Text section:
----------------

Gut microbiome and longevity: the 38 trillion organisms that determine how you age

The centenarian microbiome

A 2016 study of Italian centenarians (100–104 years old) and semi-supercentenarians (105–109 years old) found that extreme longevity is associated with a distinct gut microbiome composition characterised by higher levels of Christensenellaceae, Akkermansia, and Bifidobacterium — bacteria associated with reduced inflammation and improved metabolic function. A 2021 Nature Metabolism study of 9,000 individuals found that people with a more unique, individualised microbiome composition (less dominated by common species) had better health outcomes and lower mortality, and that this uniqueness increased with age in healthy individuals but decreased in those with poor health.

The microbiome-inflammation axis

Inflammaging — the chronic, low-grade inflammation that drives most age-related diseases — is substantially regulated by the gut microbiome. A dysbiotic microbiome (one with reduced diversity and overgrowth of pro-inflammatory species) increases intestinal permeability ('leaky gut'), allowing bacterial lipopolysaccharides (LPS) to enter the bloodstream and activate systemic inflammatory pathways. Elevated circulating LPS is associated with accelerated biological aging, increased dementia risk, and higher all-cause mortality.

----------------

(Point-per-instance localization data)
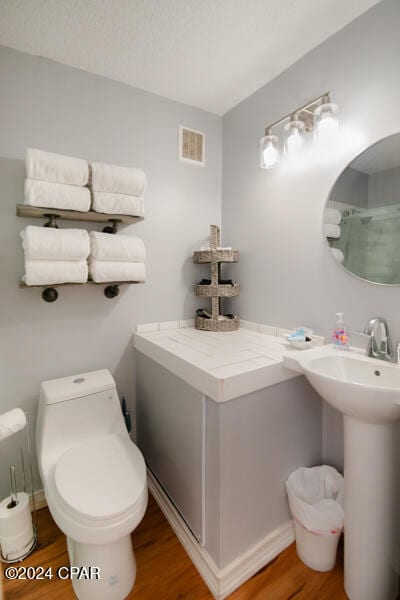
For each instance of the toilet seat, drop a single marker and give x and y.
(102, 479)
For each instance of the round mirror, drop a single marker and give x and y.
(362, 216)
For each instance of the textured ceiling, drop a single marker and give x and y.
(207, 53)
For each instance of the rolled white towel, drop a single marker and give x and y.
(118, 204)
(56, 195)
(332, 216)
(50, 272)
(56, 168)
(338, 254)
(47, 243)
(119, 180)
(107, 247)
(107, 271)
(332, 231)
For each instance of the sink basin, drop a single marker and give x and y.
(367, 392)
(358, 386)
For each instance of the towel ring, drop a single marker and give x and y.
(114, 228)
(111, 291)
(52, 222)
(50, 294)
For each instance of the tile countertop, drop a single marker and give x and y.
(224, 365)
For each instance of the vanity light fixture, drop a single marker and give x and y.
(269, 150)
(320, 115)
(326, 119)
(294, 135)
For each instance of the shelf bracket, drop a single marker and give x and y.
(113, 228)
(50, 294)
(52, 222)
(111, 291)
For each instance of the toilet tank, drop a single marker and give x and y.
(73, 410)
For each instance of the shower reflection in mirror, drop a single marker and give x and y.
(362, 216)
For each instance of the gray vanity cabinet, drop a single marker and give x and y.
(170, 417)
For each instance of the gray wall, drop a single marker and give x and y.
(53, 107)
(288, 276)
(351, 188)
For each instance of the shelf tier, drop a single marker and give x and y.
(25, 210)
(22, 284)
(207, 256)
(219, 291)
(222, 323)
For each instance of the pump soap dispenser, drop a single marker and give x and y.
(340, 337)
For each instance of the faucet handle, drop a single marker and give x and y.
(363, 333)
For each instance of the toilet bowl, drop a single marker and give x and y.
(94, 480)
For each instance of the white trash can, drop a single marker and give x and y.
(316, 503)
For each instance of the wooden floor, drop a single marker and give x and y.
(165, 572)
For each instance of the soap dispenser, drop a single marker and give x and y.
(340, 337)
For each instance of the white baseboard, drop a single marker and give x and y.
(222, 582)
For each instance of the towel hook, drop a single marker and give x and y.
(50, 294)
(52, 222)
(110, 291)
(114, 228)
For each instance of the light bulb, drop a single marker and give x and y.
(270, 155)
(294, 142)
(294, 136)
(269, 151)
(326, 121)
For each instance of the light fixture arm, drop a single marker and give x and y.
(323, 99)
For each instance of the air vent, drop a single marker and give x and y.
(191, 145)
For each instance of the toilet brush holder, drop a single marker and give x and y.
(17, 533)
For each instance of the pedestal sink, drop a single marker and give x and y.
(367, 392)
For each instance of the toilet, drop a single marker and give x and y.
(94, 480)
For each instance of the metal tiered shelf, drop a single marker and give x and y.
(216, 290)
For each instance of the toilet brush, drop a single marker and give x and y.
(17, 533)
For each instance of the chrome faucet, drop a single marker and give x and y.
(379, 345)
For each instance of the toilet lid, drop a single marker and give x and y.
(102, 478)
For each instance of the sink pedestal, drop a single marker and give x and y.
(369, 509)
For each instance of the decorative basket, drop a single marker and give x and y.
(206, 256)
(220, 324)
(221, 290)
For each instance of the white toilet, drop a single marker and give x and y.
(94, 479)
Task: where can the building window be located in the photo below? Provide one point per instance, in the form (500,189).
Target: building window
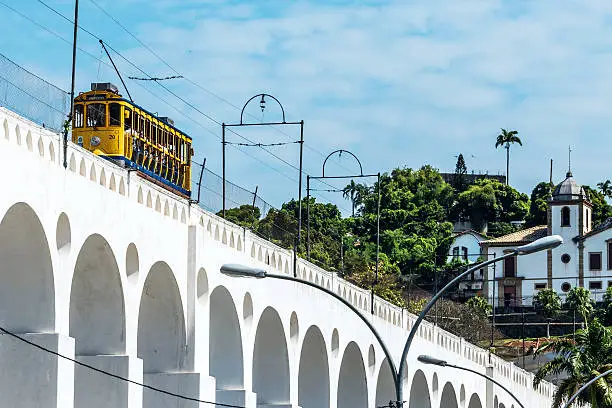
(510,267)
(565,218)
(595,261)
(595,285)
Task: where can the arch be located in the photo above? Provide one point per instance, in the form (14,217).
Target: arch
(225,350)
(271,360)
(449,397)
(97,309)
(121,186)
(27,293)
(18,134)
(112,184)
(202,287)
(419,391)
(29,141)
(62,234)
(313,373)
(158,206)
(41,147)
(92,172)
(352,386)
(475,401)
(565,217)
(385,386)
(161,322)
(132,263)
(52,151)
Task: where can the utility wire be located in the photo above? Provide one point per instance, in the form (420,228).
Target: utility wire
(16,336)
(208,91)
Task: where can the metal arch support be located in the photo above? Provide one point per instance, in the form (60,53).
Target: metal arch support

----------------

Problem set:
A. According to the gut microbiome article, how many individuals took part in the 2021 Nature Metabolism study?
B. Continue the gut microbiome article from its last sentence.
The listing is separate material and has no connection to the gut microbiome article.

Responses to the tasks:
A. 9,000 individuals.

B.
What damages the microbiome

• Antibiotic use: a single course of broad-spectrum antibiotics can reduce microbiome diversity by 30–50%, with some species taking 6–12 months to recover.
• Ultra-processed food: emulsifiers (carboxymethylcellulose, polysorbate-80) found in processed foods directly damage the mucus layer protecting the gut epithelium.
• Low dietary fibre: the gut microbiome is primarily fuelled by fermentable dietary fibre. Low-fibre diets starve beneficial bacteria and reduce short-chain fatty acid (SCFA) production.
• Chronic stress: the gut-brain axis is bidirectional. Chronic stress alters gut motility and reduces Lactobacillus populations.
• Sedentary lifestyle: exercise independently increases microbiome diversity, particularly Akkermansia muciniphila, independent of diet.

Evidence-based interventions

• 30 different plant foods per week: the American Gut Project found that people eating 30+ different plant foods per week had significantly higher microbiome diversity than those eating fewer than 10. Diversity is the most robust marker of a healthy microbiome.
• Fermented foods daily: a 2021 Stanford RCT found that a high-fermented-food diet (yogurt, kefir, kimchi, kombucha, fermented vegetables) increased microbiome diversity and decreased 19 inflammatory proteins over 10 weeks — more effectively than a high-fibre diet alone.
• Prebiotic fibre: inulin, FOS, and resistant starch selectively feed beneficial bacteria. Sources include garlic, onions, leeks, asparagus, bananas, oats, and cooked-then-cooled potatoes.
• Akkermansia muciniphila: this keystone species, associated with leanness and longevity, is increased by polyphenol-rich foods (pomegranate, cranberry, grape), exercise, and intermittent fasting.